→ **Work required**:
Look through the listing below, and wherever a line has the string "white", pull it out.

━━━━━━━━

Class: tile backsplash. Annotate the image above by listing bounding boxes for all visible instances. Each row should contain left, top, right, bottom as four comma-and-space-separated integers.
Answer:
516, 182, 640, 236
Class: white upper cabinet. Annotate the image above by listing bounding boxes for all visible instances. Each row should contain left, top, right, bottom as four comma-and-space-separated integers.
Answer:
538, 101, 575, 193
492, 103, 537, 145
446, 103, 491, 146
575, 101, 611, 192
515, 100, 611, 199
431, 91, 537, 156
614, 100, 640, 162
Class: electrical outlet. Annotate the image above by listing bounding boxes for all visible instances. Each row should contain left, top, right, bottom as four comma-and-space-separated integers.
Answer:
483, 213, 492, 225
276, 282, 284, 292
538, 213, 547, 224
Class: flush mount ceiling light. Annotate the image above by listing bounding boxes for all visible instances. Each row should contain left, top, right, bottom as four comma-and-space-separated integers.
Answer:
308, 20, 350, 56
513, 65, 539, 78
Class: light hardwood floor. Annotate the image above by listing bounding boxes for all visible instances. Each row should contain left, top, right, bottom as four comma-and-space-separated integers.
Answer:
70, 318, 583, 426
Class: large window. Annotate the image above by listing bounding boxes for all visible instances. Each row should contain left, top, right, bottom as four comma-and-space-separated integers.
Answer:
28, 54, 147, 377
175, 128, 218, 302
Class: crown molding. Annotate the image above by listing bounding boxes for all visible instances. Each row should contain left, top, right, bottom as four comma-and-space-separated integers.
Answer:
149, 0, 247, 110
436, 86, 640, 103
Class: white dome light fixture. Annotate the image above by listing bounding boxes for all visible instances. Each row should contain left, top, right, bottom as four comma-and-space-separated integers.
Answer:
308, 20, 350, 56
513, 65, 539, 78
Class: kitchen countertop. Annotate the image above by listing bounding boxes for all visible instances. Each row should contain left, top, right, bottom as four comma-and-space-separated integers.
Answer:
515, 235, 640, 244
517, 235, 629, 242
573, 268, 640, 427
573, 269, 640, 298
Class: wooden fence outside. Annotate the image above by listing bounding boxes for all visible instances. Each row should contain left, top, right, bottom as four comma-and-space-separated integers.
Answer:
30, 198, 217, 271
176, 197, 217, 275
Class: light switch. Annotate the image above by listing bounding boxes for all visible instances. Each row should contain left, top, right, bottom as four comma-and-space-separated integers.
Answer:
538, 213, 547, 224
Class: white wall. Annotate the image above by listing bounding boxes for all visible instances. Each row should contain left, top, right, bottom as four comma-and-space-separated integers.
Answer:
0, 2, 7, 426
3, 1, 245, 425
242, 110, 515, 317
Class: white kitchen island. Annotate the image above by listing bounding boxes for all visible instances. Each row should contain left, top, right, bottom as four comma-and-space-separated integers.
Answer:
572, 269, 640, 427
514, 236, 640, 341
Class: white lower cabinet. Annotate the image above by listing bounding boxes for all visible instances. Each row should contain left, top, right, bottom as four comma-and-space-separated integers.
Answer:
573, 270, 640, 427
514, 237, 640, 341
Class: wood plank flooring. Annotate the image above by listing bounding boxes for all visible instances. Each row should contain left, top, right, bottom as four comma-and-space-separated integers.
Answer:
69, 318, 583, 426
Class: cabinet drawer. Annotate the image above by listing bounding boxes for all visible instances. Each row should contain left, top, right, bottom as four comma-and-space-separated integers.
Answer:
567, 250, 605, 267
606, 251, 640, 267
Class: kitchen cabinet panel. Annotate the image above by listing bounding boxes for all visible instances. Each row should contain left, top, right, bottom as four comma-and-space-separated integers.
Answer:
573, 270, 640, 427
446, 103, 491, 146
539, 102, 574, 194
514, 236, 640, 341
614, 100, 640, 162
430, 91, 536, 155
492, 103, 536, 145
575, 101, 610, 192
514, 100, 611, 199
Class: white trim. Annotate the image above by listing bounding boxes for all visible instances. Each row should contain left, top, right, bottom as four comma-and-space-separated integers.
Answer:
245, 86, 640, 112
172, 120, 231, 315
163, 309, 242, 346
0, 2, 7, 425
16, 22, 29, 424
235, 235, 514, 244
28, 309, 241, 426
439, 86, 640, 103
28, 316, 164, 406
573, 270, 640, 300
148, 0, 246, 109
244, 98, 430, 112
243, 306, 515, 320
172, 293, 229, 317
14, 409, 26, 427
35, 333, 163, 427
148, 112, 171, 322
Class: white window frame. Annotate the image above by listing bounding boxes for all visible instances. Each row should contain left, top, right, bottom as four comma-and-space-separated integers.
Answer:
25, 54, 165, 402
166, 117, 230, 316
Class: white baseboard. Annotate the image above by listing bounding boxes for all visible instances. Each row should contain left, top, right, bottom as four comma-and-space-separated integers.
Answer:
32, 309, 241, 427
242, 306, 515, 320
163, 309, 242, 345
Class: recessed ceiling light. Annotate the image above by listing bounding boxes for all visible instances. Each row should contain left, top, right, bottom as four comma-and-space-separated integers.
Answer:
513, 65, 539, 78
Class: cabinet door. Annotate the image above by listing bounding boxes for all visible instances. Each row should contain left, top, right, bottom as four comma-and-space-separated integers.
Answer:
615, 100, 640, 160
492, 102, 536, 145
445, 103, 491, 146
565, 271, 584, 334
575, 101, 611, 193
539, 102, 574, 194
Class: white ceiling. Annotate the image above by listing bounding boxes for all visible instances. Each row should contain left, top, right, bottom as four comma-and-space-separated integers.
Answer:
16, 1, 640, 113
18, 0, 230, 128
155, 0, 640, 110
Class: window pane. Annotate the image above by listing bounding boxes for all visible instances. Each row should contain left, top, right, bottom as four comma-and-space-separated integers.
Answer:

━━━━━━━━

→ **Written answer**:
Class: white upper cabinet. Annotate the image above by listing bounding boxes for all visible instances. Each row should contain left, top, right, bottom as four comma-and-space-separated integers.
Class: white dome light fixture. Annotate the image above by listing bounding boxes for all visible instances. Each row should contain left, top, right, bottom as four comma-and-space-separated integers.
Class: white wall. Annotate the image above by listing bounding boxes for all visible instances. Each row should contain left, top, right, bottom as four comma-and-space-separated integers.
Class: white kitchen island. Annotate the image above by listing bounding boxes for all visible instances. Each row should contain left, top, right, bottom as four comma-and-space-separated integers.
Class: white lower cabinet. Annotate the image above by listing bounding boxes for all visible instances. Each row should contain left, top, right, bottom as four comma-and-space-separated integers.
Class: white trim. Annotate the image above by listing bounding boxes for all visible instances. Each row should contain left, top, right, bottom as four comma-and-space-separated integers.
Class: white window frame. Annotate the image above by listing bounding boxes for all visible instances. Each row should contain left, top, right, bottom as four comma-and-space-separated integers.
Class: white baseboard. Annotate the image above by listing bounding boxes for all visible instances. Each row should contain left, top, right, bottom as four comma-and-space-separated integers.
Class: white ceiling. Annotate the image above by listing bounding boxes for all visible instances. Each row should contain left, top, right, bottom as four comma-and-space-separated integers.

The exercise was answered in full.